What you are asked to do: Copy exactly the lines of the data below that run from the line holding "Tag every instance of the bottle body" through the line holding "Tag every instance of the horizontal", both ends included.

(Saved entries)
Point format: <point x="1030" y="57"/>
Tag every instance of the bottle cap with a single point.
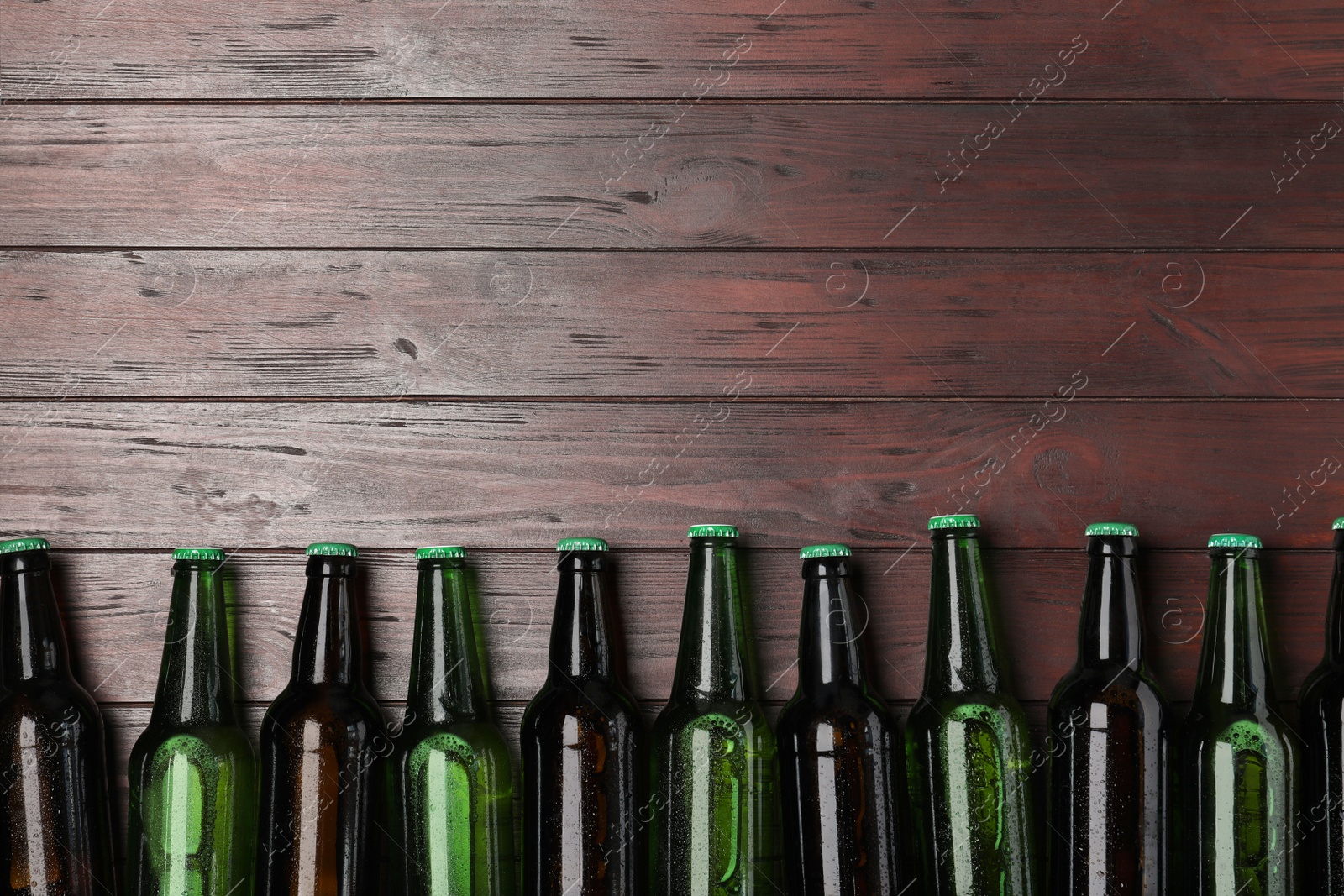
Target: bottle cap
<point x="208" y="555"/>
<point x="331" y="550"/>
<point x="1234" y="540"/>
<point x="823" y="551"/>
<point x="711" y="531"/>
<point x="1112" y="528"/>
<point x="15" y="546"/>
<point x="441" y="553"/>
<point x="581" y="544"/>
<point x="953" y="521"/>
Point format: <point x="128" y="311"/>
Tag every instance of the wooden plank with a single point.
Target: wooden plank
<point x="790" y="473"/>
<point x="201" y="324"/>
<point x="284" y="49"/>
<point x="116" y="607"/>
<point x="765" y="175"/>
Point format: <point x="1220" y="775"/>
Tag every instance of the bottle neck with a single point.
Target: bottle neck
<point x="447" y="679"/>
<point x="582" y="631"/>
<point x="1110" y="631"/>
<point x="195" y="683"/>
<point x="712" y="661"/>
<point x="1234" y="660"/>
<point x="327" y="647"/>
<point x="34" y="641"/>
<point x="1335" y="609"/>
<point x="963" y="654"/>
<point x="828" y="641"/>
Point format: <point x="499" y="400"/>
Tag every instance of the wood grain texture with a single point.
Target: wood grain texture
<point x="757" y="175"/>
<point x="284" y="49"/>
<point x="790" y="473"/>
<point x="197" y="324"/>
<point x="116" y="607"/>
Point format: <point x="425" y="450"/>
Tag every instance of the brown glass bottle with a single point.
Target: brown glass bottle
<point x="1109" y="741"/>
<point x="322" y="779"/>
<point x="839" y="750"/>
<point x="584" y="748"/>
<point x="57" y="833"/>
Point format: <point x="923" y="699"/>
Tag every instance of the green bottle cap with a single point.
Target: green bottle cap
<point x="711" y="531"/>
<point x="1113" y="528"/>
<point x="953" y="521"/>
<point x="823" y="551"/>
<point x="1234" y="540"/>
<point x="581" y="544"/>
<point x="208" y="555"/>
<point x="441" y="553"/>
<point x="15" y="546"/>
<point x="333" y="550"/>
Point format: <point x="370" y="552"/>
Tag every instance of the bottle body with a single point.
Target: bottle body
<point x="192" y="773"/>
<point x="450" y="772"/>
<point x="968" y="752"/>
<point x="1321" y="711"/>
<point x="714" y="773"/>
<point x="57" y="833"/>
<point x="1110" y="732"/>
<point x="585" y="761"/>
<point x="1240" y="763"/>
<point x="840" y="752"/>
<point x="322" y="747"/>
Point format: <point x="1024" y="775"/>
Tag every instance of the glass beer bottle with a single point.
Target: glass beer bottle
<point x="584" y="747"/>
<point x="714" y="794"/>
<point x="839" y="750"/>
<point x="319" y="831"/>
<point x="1321" y="710"/>
<point x="192" y="825"/>
<point x="967" y="743"/>
<point x="1238" y="758"/>
<point x="450" y="770"/>
<point x="1109" y="731"/>
<point x="57" y="836"/>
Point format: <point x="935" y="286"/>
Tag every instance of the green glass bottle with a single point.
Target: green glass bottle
<point x="55" y="826"/>
<point x="1321" y="705"/>
<point x="192" y="828"/>
<point x="968" y="752"/>
<point x="452" y="782"/>
<point x="714" y="766"/>
<point x="1240" y="765"/>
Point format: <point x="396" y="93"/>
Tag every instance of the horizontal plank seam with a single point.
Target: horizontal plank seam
<point x="706" y="250"/>
<point x="658" y="399"/>
<point x="660" y="101"/>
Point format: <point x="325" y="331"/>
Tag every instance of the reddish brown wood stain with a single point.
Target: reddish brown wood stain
<point x="497" y="273"/>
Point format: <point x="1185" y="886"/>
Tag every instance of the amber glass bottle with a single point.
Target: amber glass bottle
<point x="839" y="750"/>
<point x="319" y="829"/>
<point x="584" y="747"/>
<point x="57" y="836"/>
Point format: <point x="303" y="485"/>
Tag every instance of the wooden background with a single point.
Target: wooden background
<point x="499" y="273"/>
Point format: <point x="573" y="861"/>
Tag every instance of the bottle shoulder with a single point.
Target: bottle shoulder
<point x="60" y="700"/>
<point x="328" y="705"/>
<point x="593" y="705"/>
<point x="848" y="707"/>
<point x="1112" y="684"/>
<point x="1324" y="685"/>
<point x="685" y="715"/>
<point x="1000" y="711"/>
<point x="476" y="739"/>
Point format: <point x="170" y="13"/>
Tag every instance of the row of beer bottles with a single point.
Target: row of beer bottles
<point x="711" y="801"/>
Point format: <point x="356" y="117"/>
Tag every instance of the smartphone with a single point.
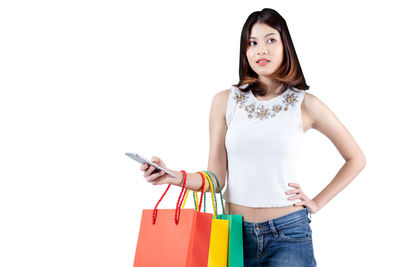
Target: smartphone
<point x="142" y="160"/>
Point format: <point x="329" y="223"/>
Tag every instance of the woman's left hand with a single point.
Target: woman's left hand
<point x="309" y="203"/>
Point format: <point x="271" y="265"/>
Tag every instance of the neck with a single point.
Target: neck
<point x="274" y="87"/>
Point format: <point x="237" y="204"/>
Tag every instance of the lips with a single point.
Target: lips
<point x="262" y="59"/>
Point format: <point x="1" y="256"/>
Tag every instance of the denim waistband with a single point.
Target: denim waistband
<point x="277" y="223"/>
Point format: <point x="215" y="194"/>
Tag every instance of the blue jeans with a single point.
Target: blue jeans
<point x="284" y="241"/>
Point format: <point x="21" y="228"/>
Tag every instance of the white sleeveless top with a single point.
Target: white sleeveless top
<point x="263" y="141"/>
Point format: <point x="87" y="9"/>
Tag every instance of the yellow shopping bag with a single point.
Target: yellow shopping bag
<point x="219" y="239"/>
<point x="218" y="251"/>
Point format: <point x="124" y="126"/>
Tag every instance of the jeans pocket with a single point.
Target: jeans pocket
<point x="297" y="232"/>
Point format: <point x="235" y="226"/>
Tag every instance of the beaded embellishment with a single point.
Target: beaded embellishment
<point x="264" y="112"/>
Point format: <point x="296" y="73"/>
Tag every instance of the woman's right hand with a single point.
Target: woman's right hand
<point x="158" y="178"/>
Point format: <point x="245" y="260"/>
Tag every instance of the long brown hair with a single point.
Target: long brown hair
<point x="289" y="73"/>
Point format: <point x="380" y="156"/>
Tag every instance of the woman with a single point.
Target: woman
<point x="256" y="129"/>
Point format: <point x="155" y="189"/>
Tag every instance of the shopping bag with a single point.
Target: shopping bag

Answer box:
Tag every instance of the bottle body with a single point.
Target: bottle body
<point x="192" y="773"/>
<point x="450" y="772"/>
<point x="968" y="752"/>
<point x="1321" y="711"/>
<point x="714" y="773"/>
<point x="57" y="833"/>
<point x="1110" y="732"/>
<point x="585" y="761"/>
<point x="1240" y="763"/>
<point x="840" y="752"/>
<point x="322" y="747"/>
Point format: <point x="1024" y="775"/>
Tag every instance of the glass beer bottle with a single point.
Target: glass beer bottle
<point x="584" y="747"/>
<point x="714" y="794"/>
<point x="839" y="750"/>
<point x="319" y="831"/>
<point x="1321" y="710"/>
<point x="192" y="825"/>
<point x="967" y="743"/>
<point x="1238" y="758"/>
<point x="450" y="770"/>
<point x="1109" y="731"/>
<point x="57" y="836"/>
Point format: <point x="935" y="286"/>
Tag every instance of the green glass bottle with a single point.
Target: green glass bottle
<point x="55" y="826"/>
<point x="1321" y="705"/>
<point x="192" y="828"/>
<point x="968" y="752"/>
<point x="452" y="782"/>
<point x="714" y="766"/>
<point x="1240" y="765"/>
Point format: <point x="396" y="93"/>
Tag every instance of the horizontal plank seam with a single point.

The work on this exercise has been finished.